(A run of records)
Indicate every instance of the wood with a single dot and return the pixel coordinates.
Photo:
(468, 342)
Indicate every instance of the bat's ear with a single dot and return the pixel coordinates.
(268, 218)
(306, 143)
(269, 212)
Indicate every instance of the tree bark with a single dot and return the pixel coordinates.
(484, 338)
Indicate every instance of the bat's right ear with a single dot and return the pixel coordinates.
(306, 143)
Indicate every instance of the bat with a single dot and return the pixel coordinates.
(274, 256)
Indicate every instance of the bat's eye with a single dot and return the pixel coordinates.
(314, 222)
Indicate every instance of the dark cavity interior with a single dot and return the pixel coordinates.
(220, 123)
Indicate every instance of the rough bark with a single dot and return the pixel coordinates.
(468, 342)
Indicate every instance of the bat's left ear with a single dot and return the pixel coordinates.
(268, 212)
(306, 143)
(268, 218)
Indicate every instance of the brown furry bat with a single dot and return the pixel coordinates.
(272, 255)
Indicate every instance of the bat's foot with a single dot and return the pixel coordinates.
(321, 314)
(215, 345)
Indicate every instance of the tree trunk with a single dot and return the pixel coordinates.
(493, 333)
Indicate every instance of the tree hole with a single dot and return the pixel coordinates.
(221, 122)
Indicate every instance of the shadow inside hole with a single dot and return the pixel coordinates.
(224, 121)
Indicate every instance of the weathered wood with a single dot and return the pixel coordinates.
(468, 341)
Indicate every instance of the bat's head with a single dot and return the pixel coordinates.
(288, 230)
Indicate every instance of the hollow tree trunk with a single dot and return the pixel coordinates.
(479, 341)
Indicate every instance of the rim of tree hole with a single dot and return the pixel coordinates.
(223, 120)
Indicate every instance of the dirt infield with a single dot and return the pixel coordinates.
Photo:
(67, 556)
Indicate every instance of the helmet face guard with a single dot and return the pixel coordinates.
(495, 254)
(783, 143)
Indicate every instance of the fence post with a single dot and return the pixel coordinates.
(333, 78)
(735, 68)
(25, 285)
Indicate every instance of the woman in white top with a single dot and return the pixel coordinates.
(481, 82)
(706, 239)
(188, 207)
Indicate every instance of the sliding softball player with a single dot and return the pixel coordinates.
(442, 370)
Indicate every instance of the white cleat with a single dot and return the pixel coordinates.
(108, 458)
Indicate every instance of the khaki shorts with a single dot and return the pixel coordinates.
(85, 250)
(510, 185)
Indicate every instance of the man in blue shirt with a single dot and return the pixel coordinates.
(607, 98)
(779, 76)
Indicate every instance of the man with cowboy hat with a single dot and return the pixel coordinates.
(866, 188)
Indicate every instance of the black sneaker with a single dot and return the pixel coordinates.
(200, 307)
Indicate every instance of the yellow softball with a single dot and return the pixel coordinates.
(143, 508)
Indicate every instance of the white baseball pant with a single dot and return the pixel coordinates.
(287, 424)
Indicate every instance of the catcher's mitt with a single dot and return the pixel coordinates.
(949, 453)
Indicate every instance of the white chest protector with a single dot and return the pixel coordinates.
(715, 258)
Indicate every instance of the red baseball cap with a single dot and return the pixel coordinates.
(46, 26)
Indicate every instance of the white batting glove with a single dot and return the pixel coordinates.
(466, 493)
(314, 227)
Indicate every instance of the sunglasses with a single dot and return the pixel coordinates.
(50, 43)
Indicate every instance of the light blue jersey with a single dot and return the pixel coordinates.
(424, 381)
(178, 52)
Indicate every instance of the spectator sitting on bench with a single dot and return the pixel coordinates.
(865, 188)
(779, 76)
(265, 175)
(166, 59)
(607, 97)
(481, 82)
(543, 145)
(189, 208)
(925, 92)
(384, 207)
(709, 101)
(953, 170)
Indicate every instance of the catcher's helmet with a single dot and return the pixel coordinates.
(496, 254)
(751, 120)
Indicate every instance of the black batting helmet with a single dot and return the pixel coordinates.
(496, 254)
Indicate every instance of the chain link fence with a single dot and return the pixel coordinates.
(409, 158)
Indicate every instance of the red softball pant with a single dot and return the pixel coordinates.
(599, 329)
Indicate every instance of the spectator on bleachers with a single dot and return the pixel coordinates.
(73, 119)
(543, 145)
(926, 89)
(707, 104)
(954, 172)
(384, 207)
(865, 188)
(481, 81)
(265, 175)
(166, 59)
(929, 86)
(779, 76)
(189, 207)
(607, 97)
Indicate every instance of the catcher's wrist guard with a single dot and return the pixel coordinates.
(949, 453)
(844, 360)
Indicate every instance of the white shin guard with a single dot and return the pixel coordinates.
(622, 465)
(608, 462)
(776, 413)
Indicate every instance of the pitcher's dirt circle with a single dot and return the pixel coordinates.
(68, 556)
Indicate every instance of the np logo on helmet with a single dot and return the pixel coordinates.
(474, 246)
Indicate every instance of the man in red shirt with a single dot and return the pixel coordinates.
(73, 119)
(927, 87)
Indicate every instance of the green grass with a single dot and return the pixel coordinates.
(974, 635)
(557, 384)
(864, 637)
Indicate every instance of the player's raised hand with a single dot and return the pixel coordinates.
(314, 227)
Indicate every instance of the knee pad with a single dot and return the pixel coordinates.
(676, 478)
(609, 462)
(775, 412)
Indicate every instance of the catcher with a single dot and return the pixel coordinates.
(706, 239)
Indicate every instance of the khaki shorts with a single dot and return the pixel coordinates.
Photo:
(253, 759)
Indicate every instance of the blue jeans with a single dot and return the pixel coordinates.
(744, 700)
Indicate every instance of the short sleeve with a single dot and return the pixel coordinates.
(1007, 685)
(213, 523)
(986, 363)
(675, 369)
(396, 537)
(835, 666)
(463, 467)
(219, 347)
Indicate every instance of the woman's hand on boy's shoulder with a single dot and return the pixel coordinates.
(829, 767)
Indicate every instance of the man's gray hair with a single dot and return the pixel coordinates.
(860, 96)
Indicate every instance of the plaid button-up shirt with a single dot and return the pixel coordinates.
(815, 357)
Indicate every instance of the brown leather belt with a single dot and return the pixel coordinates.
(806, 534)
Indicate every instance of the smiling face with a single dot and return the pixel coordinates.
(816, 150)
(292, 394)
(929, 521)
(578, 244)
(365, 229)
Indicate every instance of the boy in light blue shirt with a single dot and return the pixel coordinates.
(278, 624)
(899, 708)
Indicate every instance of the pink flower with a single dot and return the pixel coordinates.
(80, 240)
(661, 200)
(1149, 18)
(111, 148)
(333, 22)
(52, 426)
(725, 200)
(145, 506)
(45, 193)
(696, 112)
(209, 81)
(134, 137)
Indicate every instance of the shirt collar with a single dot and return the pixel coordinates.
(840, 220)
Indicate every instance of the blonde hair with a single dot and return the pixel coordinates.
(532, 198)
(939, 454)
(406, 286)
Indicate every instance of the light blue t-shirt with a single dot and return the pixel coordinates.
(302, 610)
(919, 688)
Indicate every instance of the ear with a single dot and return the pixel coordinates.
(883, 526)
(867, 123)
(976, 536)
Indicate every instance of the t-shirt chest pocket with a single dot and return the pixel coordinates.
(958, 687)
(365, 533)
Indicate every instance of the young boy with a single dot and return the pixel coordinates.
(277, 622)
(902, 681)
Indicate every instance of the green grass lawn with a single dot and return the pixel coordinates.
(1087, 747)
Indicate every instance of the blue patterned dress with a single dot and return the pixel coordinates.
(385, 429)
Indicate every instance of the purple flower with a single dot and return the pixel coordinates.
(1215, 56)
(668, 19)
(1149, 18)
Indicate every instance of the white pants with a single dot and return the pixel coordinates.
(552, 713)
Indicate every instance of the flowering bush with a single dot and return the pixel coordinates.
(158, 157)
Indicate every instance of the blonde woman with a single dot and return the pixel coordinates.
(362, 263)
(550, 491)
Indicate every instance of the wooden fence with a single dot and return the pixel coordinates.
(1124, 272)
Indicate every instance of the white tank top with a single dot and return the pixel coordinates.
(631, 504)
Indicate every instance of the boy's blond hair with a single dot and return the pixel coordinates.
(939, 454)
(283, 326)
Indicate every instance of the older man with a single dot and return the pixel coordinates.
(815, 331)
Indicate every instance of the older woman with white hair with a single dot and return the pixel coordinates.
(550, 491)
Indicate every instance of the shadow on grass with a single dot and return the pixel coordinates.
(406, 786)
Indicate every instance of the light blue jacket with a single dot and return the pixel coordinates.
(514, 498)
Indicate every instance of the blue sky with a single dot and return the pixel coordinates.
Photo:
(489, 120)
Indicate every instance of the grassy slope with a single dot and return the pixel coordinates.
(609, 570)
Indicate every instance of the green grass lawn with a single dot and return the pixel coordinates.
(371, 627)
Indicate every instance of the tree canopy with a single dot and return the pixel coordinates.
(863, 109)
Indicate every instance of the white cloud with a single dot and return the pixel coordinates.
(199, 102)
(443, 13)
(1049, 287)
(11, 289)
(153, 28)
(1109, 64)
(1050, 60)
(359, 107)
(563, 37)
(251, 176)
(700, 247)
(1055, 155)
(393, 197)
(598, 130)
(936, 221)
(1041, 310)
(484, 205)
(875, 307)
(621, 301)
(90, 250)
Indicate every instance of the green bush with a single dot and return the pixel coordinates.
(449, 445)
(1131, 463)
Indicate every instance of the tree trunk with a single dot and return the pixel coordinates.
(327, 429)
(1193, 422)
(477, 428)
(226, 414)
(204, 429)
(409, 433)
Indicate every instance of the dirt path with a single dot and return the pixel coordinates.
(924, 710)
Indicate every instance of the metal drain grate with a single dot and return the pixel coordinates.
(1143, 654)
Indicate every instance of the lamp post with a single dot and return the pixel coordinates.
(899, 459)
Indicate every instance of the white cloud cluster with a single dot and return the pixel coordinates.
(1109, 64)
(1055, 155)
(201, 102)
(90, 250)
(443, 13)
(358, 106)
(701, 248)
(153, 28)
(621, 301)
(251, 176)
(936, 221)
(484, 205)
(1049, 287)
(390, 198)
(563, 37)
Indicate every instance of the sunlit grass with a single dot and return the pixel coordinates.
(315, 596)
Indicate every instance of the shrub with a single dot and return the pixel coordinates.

### Task requirements
Extract every line from the one containing "Indicate every instance of the green bush" through the last line of the data, inclusive, exactly as written.

### Solution to the problem
Indicate every instance of the green bush with a single dot and return the pixel coordinates.
(449, 445)
(1131, 463)
Indicate every instance of the tree trunk with a single dot and return the pixel coordinates.
(327, 429)
(1193, 422)
(477, 428)
(226, 414)
(204, 429)
(409, 433)
Indicate every instance of the dirt path with a single dot and return the pixel coordinates.
(924, 710)
Indicate every instance of the metal drain grate with a single dot and return the pixel coordinates.
(1143, 654)
Indicate every instance of the lamp post with a single dot and return the pixel coordinates.
(899, 459)
Indicate every instance of the white cloud cluster with a single dot and return the pixel coordinates.
(1109, 64)
(1055, 155)
(201, 102)
(90, 250)
(443, 13)
(358, 106)
(701, 248)
(153, 28)
(621, 301)
(251, 176)
(936, 221)
(484, 205)
(1049, 287)
(390, 198)
(563, 37)
Indicate every instance of the sunlit grass with a single dot and return the pixel coordinates.
(315, 596)
Indicate every instance of the shrub with a single dot and return the pixel coordinates.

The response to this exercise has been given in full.